The request
Can you write out, word for word, the part of the piece on financial news reporting that opens with the words containing "For example, pretty" and closes with "was up today."?

Extract
--- --- ---

One of the things that really bugs me about this country is our (relatively) new fascination with financial news. What bugs me about it is that you can tell from the way in which the news is reported that the American system isn’t really working for the benefit of all of us. It is really working for the benefit of those of us whom it already has rewarded.
For example, pretty much on an hourly basis NPR will give you an update of what “the market” is doing today. Stocks are always up or down, but they never, never stay the same. Except, you know, they do. If the DOW starts at 12,500, and ends at 12,515, then nothing much has happened. 15 points out of 12,500 is an increase of about 1/10th of a percent. It is basically statistical noise. Nothing really has occurred, it was a slow day on Wall Street.
But that isn’t how it is reported. It is reported as good news: the market was up today.
And that is another thing that bugs me about our financial reporting, the fact that having the market go up is always considered to be good, while if it goes down, that is always considered to be bad. This is how reporting on stocks is presented, this is how reporting on housing is presented. Just 3 weeks ago I was listening to the radio and the announcer exclaimed dolefully that housing prices for the past month were weaker than expected. As if higher housing prices were automatically understood to be good news, and lower housing prices were equally automatically understood to portend badly for the economy, and you would be a fool and a communist not to instinctively know that.
Except this is insane.
Look . . . the value of a market – any market – is the degree to which it can price goods, services, investments, etc., accurately. Whether the market goes up (goods, services, or investments are now considered to be worth more) or down (goods, services, or investments are not considered to be worth as much) is basically irrelevant. What is relevant is whether the new price of the goods/services/investments does or does not more accurately reflect the real value of the goods/services/investments.
Five years or so ago, the housing market was going great guns. House prices kept marching higher and higher, and people actually thought that they could retire and live the good life merely by purchasing real estate. Cable TeeVee shows like Flip This House were all the rage, as people tuned in to vicariously experience the thrill of making money buying and selling property.
But, of course, buying and selling real estate doesn’t contribute any real productive power to the economy, and most of these housing increases – we now know – resulted from really, really bad decisions made by investment banks on Wall Street, which were flooding the market with cheap and easy money because they had discovered how to bundle and monetize mortgages so as to sell them on to other investors. There was no real economic activity, no real productive activity, but the moving about of money allowed us all to pretend that money was actually being made.

--- --- ---

Labeled entries for object positions

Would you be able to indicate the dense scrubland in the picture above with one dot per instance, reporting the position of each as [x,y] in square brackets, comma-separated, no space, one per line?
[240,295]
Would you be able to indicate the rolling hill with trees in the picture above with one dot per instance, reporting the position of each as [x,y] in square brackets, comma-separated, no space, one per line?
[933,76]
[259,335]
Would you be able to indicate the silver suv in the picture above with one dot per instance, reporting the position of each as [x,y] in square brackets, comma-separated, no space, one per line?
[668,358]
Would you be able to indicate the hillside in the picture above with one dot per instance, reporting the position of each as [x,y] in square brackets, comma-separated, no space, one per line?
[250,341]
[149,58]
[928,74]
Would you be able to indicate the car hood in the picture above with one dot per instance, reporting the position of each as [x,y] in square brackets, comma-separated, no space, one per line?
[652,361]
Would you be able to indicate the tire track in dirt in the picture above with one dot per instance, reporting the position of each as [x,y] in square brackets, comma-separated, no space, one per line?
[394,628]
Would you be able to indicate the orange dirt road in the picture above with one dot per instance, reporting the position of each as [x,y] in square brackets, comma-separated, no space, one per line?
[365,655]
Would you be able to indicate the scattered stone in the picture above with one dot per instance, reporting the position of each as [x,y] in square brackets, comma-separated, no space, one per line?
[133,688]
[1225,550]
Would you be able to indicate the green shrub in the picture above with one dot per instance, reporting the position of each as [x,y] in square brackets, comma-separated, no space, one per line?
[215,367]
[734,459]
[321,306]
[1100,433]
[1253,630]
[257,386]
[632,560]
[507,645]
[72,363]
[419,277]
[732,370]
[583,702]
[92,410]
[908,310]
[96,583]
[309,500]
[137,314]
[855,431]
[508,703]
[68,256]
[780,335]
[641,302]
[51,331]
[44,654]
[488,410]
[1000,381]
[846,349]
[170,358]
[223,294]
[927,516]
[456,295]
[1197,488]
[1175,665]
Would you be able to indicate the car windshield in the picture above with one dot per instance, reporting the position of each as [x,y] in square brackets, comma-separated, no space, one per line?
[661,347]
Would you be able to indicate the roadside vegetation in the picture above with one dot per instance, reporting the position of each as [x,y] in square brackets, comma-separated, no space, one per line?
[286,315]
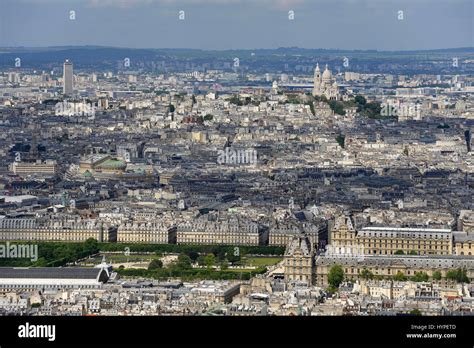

--- --- ---

Task output
For example, pretty much on an hourly basis NPR will give you an update of what “the market” is doing today. Stocks are always up or down, but they never, never stay the same. Except, you know, they do. If the DOW starts at 12,500, and ends at 12,515, then nothing much has happened. 15 points out of 12,500 is an increase of about 1/10th of a percent. It is basically statistical noise. Nothing really has occurred, it was a slow day on Wall Street.
But that isn’t how it is reported. It is reported as good news: the market was up today.